**Problem requirements:** Quote exactly the lines running from the line with "Target: stone column" to the end of the entries, including both, and nothing else.

**Task material:**
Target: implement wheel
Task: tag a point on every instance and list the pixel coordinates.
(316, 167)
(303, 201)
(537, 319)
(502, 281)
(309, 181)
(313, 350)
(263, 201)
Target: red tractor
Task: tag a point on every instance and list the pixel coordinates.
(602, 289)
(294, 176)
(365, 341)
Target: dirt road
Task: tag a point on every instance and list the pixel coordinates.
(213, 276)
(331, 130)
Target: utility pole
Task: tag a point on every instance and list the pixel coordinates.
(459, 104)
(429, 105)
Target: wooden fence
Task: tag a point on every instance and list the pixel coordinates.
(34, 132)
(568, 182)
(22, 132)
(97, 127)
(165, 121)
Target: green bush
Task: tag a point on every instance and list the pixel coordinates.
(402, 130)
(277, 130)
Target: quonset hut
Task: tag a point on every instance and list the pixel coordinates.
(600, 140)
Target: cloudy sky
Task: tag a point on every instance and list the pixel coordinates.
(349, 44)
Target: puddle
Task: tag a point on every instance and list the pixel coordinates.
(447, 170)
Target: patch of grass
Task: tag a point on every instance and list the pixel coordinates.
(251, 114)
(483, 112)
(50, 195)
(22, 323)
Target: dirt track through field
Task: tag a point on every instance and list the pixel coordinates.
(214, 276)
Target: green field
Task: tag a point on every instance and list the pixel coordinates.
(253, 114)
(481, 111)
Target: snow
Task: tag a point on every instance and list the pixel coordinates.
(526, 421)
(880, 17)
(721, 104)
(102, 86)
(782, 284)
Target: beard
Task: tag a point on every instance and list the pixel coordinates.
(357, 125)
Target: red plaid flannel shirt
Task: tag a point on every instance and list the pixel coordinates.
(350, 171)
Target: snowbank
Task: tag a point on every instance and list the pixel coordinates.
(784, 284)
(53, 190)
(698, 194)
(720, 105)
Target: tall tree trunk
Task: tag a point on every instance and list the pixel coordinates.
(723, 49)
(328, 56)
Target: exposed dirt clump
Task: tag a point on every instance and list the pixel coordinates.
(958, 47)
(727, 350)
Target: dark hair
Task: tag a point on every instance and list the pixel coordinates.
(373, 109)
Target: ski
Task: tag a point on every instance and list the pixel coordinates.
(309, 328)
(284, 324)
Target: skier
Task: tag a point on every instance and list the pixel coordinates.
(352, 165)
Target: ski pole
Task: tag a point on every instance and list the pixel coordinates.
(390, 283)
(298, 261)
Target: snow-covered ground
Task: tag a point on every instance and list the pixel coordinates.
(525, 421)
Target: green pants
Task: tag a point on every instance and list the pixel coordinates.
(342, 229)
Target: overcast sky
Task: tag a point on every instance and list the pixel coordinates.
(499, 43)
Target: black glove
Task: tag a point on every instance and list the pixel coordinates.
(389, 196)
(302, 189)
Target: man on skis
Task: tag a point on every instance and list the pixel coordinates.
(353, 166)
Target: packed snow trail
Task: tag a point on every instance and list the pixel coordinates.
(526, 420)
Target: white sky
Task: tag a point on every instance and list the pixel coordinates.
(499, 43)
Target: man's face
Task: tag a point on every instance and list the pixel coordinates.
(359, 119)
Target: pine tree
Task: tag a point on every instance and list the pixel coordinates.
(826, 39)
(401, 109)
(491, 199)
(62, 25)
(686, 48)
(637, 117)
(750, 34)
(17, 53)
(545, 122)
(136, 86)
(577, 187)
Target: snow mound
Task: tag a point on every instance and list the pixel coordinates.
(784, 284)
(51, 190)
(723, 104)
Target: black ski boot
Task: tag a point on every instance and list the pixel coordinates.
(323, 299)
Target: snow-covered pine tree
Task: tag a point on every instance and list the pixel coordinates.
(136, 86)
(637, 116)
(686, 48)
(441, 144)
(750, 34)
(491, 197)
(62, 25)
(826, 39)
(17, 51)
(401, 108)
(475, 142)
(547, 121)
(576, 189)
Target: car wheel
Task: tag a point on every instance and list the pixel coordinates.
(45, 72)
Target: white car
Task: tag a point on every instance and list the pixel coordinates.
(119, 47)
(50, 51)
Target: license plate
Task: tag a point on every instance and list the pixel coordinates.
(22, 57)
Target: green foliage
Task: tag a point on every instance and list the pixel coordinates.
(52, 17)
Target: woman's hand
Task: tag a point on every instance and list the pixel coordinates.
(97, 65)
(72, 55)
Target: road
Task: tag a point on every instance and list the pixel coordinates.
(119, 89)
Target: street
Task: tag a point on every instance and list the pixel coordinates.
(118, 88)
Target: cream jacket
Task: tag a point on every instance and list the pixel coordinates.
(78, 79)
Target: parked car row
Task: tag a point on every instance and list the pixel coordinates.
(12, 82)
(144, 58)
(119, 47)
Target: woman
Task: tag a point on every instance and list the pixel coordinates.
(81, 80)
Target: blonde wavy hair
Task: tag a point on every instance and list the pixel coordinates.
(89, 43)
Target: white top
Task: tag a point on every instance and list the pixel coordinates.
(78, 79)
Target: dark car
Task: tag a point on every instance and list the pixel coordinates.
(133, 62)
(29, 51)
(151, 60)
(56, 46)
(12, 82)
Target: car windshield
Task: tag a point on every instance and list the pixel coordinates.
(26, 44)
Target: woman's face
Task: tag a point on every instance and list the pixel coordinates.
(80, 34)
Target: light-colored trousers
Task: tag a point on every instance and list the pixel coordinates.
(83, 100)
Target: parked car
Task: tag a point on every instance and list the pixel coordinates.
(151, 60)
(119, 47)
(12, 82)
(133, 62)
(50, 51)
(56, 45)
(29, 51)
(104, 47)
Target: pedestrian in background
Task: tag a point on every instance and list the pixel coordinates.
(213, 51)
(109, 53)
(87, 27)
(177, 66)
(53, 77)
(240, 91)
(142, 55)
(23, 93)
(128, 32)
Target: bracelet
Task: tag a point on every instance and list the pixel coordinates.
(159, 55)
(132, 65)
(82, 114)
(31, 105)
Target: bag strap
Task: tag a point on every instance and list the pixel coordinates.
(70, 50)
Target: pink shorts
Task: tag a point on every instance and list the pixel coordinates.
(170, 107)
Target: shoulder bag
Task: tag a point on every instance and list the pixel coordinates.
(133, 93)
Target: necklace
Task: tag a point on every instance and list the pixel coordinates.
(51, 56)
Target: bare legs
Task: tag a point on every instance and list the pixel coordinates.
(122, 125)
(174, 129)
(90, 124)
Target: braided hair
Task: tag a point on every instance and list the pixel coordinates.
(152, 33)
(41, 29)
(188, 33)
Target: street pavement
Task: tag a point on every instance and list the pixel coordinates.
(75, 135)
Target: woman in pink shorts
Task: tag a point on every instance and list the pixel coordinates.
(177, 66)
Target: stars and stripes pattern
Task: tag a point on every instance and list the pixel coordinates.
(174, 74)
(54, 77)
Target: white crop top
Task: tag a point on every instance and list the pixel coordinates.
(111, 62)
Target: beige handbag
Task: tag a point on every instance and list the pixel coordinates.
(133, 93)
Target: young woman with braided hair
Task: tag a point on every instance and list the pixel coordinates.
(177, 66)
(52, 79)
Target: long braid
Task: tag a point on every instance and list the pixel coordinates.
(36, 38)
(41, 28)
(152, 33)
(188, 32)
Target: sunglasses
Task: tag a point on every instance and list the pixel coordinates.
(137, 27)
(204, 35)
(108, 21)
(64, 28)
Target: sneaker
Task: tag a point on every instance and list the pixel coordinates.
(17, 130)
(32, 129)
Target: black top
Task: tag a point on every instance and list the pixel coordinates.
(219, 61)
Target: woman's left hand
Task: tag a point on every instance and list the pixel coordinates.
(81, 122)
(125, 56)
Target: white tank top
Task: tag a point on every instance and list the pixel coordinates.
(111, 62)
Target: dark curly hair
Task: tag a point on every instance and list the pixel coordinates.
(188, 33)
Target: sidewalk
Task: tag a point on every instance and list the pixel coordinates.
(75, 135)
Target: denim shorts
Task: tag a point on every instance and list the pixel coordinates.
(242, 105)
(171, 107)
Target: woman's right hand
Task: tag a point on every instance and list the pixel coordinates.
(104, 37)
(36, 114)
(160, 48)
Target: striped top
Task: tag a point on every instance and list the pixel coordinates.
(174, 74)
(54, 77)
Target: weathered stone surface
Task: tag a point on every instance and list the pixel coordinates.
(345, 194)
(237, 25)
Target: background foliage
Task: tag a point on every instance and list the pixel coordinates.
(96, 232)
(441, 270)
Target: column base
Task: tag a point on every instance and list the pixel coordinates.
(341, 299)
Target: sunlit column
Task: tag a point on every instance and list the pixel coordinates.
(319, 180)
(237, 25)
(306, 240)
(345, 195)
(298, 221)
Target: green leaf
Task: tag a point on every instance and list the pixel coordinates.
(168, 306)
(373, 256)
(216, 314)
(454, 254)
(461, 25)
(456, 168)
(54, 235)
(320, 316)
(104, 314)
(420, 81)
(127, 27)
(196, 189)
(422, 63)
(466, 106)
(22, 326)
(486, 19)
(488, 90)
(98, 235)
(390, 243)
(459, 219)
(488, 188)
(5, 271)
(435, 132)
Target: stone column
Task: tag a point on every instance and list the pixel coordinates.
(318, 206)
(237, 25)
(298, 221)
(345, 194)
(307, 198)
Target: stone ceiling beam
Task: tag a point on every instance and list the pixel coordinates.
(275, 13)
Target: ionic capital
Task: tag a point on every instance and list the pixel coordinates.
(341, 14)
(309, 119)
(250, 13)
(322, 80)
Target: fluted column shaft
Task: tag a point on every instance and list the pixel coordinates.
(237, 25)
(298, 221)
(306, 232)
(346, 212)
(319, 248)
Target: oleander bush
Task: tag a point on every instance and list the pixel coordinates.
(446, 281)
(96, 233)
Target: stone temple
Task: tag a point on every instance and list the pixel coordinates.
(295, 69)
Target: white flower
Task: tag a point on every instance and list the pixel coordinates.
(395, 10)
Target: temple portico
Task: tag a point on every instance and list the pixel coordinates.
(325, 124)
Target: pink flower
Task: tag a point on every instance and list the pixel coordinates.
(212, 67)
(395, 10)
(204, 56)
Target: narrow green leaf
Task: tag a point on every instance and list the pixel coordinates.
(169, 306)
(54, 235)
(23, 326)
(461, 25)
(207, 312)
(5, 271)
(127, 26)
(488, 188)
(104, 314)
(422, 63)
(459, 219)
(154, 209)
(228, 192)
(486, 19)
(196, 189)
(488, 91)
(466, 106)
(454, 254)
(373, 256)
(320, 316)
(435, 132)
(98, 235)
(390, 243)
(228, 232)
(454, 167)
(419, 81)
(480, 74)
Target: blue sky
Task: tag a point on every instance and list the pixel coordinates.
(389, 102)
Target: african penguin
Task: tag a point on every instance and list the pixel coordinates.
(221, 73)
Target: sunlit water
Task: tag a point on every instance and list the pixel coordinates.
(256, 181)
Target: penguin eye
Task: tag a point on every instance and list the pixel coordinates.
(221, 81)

**Written solution:**
Target: stone column
Task: tag a point on every instance and list the pixel coordinates.
(318, 206)
(237, 25)
(298, 221)
(345, 194)
(307, 198)
Target: stone ceiling beam
Task: tag a point on every instance and list the pixel coordinates.
(275, 13)
Target: ionic capital
Task: tag a point on every instance and list the pixel coordinates.
(341, 14)
(309, 119)
(250, 13)
(322, 80)
Target: fluted column shaft
Task: tag a point on every instance and list the pixel coordinates.
(237, 25)
(298, 221)
(306, 232)
(346, 212)
(319, 248)
Target: oleander bush
Task: tag a point on every instance and list the pixel coordinates.
(446, 281)
(96, 233)
Target: stone temple
Task: tag a point on every instance and list the pixel coordinates.
(295, 69)
Target: white flower
Task: tag a point on every instance and list the pixel coordinates.
(395, 10)
Target: temple portico
Task: tag a point on every instance and list the pixel coordinates.
(325, 124)
Target: pink flower
Task: tag a point on every instance and list the pixel coordinates.
(212, 67)
(395, 10)
(204, 56)
Target: narrow green leaf
Task: tag a point on every instance and list the pixel coordinates.
(169, 306)
(54, 235)
(23, 326)
(461, 25)
(207, 312)
(5, 271)
(127, 26)
(488, 188)
(104, 314)
(422, 63)
(459, 219)
(154, 209)
(228, 192)
(486, 19)
(196, 189)
(488, 91)
(466, 106)
(454, 254)
(373, 256)
(320, 316)
(435, 132)
(98, 235)
(390, 243)
(228, 232)
(454, 167)
(419, 81)
(480, 74)
Target: blue sky
Task: tag a point on every instance and list the pixel coordinates.
(389, 102)
Target: african penguin
Task: tag a point on every instance and list the pixel coordinates.
(221, 73)
Target: sunlit water
Task: tag a point on every instance and list the pixel coordinates.
(256, 181)
Target: penguin eye
Task: tag a point on every instance and list the pixel coordinates.
(221, 81)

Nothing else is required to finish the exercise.